§ **TASK TO COMPLETE**
List every line of the material that contains the string "separated". Matches are case-sensitive.

* BEGIN SUPPLIED RECORDS *

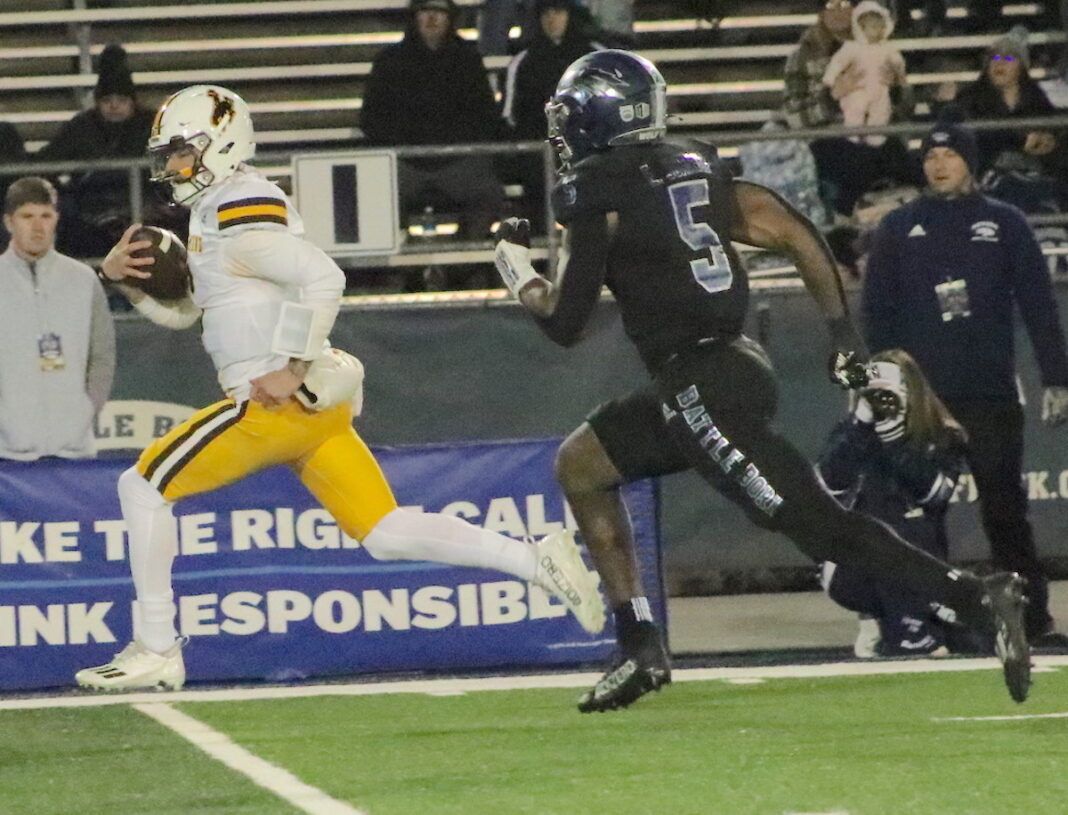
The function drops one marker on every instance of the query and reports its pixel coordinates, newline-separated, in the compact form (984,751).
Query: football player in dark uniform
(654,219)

* END SUPPLIED RECORDS *
* BEGIN SUPPLIED RECORDS *

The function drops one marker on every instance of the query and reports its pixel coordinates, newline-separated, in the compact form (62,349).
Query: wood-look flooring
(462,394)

* END SUPPLIED RECORDS *

§ **CORRECT RESPONSE**
The function drops one marker on every instance of the query and reports its pixel coordinates, newline-separated, in the compact form (984,751).
The function drops one marker on every instance of the query and reports its pixel coordinates, newline-separated, in the compact form (62,349).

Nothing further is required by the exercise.